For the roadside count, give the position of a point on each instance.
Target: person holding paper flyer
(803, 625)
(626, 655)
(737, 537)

§

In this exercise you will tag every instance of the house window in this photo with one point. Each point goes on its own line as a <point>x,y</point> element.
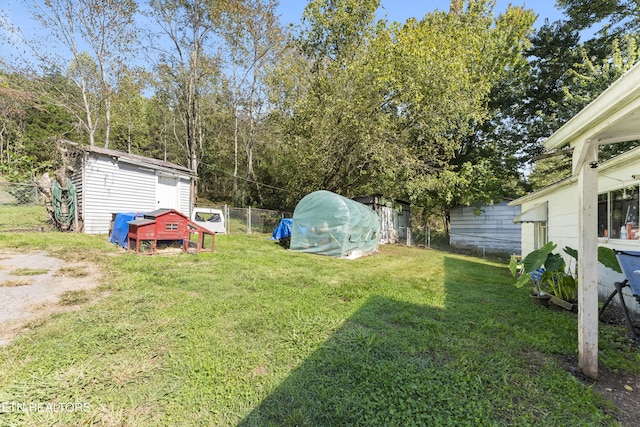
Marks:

§

About this task:
Check each line of the entries above for the string "point", and return those that contain it.

Answer to this task:
For the roadside count, give the position of a point on each instance.
In this exercise you will tag every instance of the house window in this photo with one point. Each point goes on its own line as a <point>x,y</point> element.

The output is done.